▸ Exercise aim: Can you write out the whole listing exactly?

▸ Entries:
========================

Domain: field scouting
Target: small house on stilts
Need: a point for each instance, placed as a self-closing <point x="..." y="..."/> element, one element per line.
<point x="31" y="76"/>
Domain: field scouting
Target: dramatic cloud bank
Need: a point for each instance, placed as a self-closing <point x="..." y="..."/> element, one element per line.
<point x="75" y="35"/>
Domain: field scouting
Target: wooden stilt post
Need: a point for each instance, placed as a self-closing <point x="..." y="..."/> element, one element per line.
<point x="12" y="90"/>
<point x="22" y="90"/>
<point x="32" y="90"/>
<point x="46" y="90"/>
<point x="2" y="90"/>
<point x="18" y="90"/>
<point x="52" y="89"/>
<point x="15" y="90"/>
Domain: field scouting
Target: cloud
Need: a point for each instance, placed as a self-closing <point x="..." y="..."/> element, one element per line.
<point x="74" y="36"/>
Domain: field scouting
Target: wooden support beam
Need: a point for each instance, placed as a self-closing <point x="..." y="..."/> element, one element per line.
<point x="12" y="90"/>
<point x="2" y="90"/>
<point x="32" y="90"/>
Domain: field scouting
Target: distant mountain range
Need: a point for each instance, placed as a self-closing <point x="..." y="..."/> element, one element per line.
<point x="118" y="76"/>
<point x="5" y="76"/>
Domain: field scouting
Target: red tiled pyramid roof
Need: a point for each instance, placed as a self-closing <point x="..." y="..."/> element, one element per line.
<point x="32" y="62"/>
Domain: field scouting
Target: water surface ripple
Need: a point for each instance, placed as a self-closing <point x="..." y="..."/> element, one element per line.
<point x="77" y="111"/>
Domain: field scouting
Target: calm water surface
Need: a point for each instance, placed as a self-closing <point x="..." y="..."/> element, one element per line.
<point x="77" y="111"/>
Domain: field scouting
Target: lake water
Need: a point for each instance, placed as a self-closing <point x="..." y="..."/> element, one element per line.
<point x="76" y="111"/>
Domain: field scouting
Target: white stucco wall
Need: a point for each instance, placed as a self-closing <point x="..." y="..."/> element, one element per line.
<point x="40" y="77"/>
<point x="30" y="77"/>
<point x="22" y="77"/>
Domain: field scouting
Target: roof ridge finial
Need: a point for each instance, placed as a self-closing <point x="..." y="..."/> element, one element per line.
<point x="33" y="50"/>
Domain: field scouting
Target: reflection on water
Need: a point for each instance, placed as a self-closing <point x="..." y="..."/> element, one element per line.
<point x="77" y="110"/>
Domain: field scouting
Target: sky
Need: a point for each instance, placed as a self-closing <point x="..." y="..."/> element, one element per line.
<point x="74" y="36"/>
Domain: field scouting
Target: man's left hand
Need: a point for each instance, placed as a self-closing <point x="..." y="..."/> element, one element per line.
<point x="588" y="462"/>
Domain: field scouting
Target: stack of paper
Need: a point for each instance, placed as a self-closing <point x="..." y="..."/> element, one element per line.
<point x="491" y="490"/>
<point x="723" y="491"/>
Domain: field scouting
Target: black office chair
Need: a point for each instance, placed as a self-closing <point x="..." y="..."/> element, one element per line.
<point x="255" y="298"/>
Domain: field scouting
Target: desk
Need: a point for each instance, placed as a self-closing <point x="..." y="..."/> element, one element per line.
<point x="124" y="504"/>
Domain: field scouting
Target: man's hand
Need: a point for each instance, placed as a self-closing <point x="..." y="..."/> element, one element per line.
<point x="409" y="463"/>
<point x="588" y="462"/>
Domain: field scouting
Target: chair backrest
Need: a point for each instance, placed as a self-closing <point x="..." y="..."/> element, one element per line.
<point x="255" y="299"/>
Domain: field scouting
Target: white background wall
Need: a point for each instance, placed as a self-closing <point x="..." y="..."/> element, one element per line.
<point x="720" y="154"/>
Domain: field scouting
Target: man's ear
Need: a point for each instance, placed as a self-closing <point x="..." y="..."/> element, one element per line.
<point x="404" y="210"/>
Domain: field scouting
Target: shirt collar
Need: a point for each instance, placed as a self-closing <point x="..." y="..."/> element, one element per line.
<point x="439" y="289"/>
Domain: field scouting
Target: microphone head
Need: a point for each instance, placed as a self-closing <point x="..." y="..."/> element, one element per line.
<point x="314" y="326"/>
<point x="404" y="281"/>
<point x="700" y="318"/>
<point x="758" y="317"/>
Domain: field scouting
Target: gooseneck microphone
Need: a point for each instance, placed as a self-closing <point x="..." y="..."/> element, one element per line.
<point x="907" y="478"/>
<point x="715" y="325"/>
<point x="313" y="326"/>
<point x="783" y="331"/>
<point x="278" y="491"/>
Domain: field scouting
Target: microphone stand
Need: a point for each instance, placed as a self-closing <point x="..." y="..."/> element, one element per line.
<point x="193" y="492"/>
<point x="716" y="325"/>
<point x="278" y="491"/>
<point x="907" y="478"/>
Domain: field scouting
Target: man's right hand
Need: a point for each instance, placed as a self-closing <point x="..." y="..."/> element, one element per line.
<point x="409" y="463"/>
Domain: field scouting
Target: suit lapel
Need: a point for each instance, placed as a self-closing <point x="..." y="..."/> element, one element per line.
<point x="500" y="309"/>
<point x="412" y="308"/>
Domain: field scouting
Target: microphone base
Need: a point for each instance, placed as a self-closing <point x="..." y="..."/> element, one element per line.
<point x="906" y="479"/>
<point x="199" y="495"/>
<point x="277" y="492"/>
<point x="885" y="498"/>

========================

▸ Solved exercise:
Domain: field scouting
Target: small house on stilts
Need: a point for each instance, placed as a self-closing <point x="..." y="..."/> element, one element per line.
<point x="31" y="76"/>
Domain: field scouting
Target: dramatic cloud bank
Need: a point for each instance, placed as a self-closing <point x="..." y="..."/> element, one element per line.
<point x="75" y="35"/>
Domain: field scouting
Target: wooden stilt post
Need: a point for each instance, placed as a self-closing <point x="..." y="..."/> element, one element per line.
<point x="12" y="90"/>
<point x="22" y="90"/>
<point x="32" y="90"/>
<point x="46" y="90"/>
<point x="2" y="90"/>
<point x="18" y="90"/>
<point x="52" y="89"/>
<point x="15" y="90"/>
Domain: field scouting
Target: cloud
Need: a point for each instance, placed as a self-closing <point x="..." y="..."/> element, one element per line.
<point x="74" y="36"/>
Domain: field scouting
Target: wooden support beam
Need: a point for each instance, placed as a self-closing <point x="..." y="..."/> element, one element per line.
<point x="12" y="90"/>
<point x="2" y="90"/>
<point x="32" y="90"/>
Domain: field scouting
Target: distant mountain range
Need: a point for each instance, placed as a self-closing <point x="..." y="..."/> element, one element per line.
<point x="118" y="76"/>
<point x="5" y="76"/>
Domain: field scouting
Target: red tiled pyramid roof
Need: a point for each instance, placed as a self-closing <point x="..." y="..."/> element, one element per line.
<point x="32" y="62"/>
Domain: field scouting
Target: water surface ripple
Need: a point for each instance, placed as a self-closing <point x="..." y="..."/> element, one element per line.
<point x="77" y="111"/>
Domain: field scouting
Target: calm water surface
Need: a point for each instance, placed as a self-closing <point x="..." y="..."/> element, one element per line.
<point x="77" y="111"/>
Domain: field scouting
Target: lake water
Need: a point for each instance, placed as a self-closing <point x="..." y="..."/> element, one element per line.
<point x="76" y="111"/>
Domain: field scouting
Target: white stucco wall
Need: a point for each instance, placed as a self-closing <point x="..." y="..."/> element, one element per line.
<point x="40" y="77"/>
<point x="30" y="77"/>
<point x="22" y="77"/>
Domain: field scouting
Target: roof ridge finial
Need: a point for each instance, placed as a self-closing <point x="..." y="..."/> element, one element per line.
<point x="33" y="50"/>
Domain: field scouting
Target: reflection on water
Need: a point for each instance, placed as a self-closing <point x="..." y="..."/> element, one element per line.
<point x="77" y="110"/>
Domain: field scouting
Target: sky
Need: a point for each instance, placed as a self-closing <point x="..." y="..."/> element, one element per line.
<point x="74" y="36"/>
Domain: field scouting
Target: man's left hand
Need: a point for each instance, placed as a self-closing <point x="..." y="..."/> element, one element per line.
<point x="588" y="462"/>
Domain: field scouting
Target: stack of paper
Need: a point for each instance, placed as a self-closing <point x="..." y="..."/> element, one element per line.
<point x="491" y="490"/>
<point x="723" y="491"/>
Domain: field scouting
Target: black office chair
Need: a point for each instance, placed as a self-closing <point x="..." y="..."/> element, one element per line.
<point x="255" y="298"/>
Domain: field scouting
Target: desk
Need: a point for each instance, placed as a self-closing <point x="..." y="..."/> element, one element per line.
<point x="124" y="504"/>
Domain: field scouting
Target: man's hand
Need: a point for each instance, placed as a self-closing <point x="..." y="..."/> element, one element per line.
<point x="409" y="463"/>
<point x="588" y="462"/>
Domain: field scouting
Target: chair backrest
Need: a point for each instance, placed as a self-closing <point x="..." y="..."/> element, one element per line.
<point x="255" y="299"/>
Domain: field scouting
Target: white background wall
Need: a point for each instance, placed as a self-closing <point x="..." y="..."/> element, one element per line.
<point x="720" y="154"/>
Domain: field scouting
Target: man's ear
Need: a point for each instance, placed as a self-closing <point x="..." y="..."/> element, one element per line.
<point x="404" y="210"/>
Domain: field scouting
Target: shirt collar
Need: a point for each instance, placed as a self-closing <point x="..." y="..."/> element, one element per line.
<point x="439" y="289"/>
Domain: field scouting
Target: microphone head
Need: a point for each instance, placed as a self-closing <point x="..." y="..."/> element, one element per line.
<point x="314" y="326"/>
<point x="404" y="281"/>
<point x="700" y="318"/>
<point x="758" y="317"/>
Domain: field scouting
Target: gooseneck microphone
Need: a point for each instance, placed as a self-closing <point x="..." y="..."/> element, one element per line.
<point x="907" y="478"/>
<point x="715" y="325"/>
<point x="313" y="326"/>
<point x="783" y="331"/>
<point x="278" y="491"/>
Domain: field scouting
Target: microphone stand
Need: a point for each instance, placed as a self-closing <point x="..." y="..."/> element, one element per line.
<point x="193" y="492"/>
<point x="716" y="325"/>
<point x="278" y="491"/>
<point x="907" y="478"/>
Domain: field scouting
Target: man's right hand
Need: a point for each instance, placed as a self-closing <point x="..." y="..."/> element, one element per line.
<point x="409" y="463"/>
Domain: field scouting
Target: suit lapel
Need: a point for each instance, placed as a self-closing <point x="..." y="..."/> element, one element per line.
<point x="500" y="309"/>
<point x="412" y="308"/>
Domain: field scouting
Target: microphone base
Need: a point for each instance, placed as a self-closing <point x="..." y="..."/> element, one element per line.
<point x="906" y="479"/>
<point x="199" y="495"/>
<point x="277" y="492"/>
<point x="885" y="498"/>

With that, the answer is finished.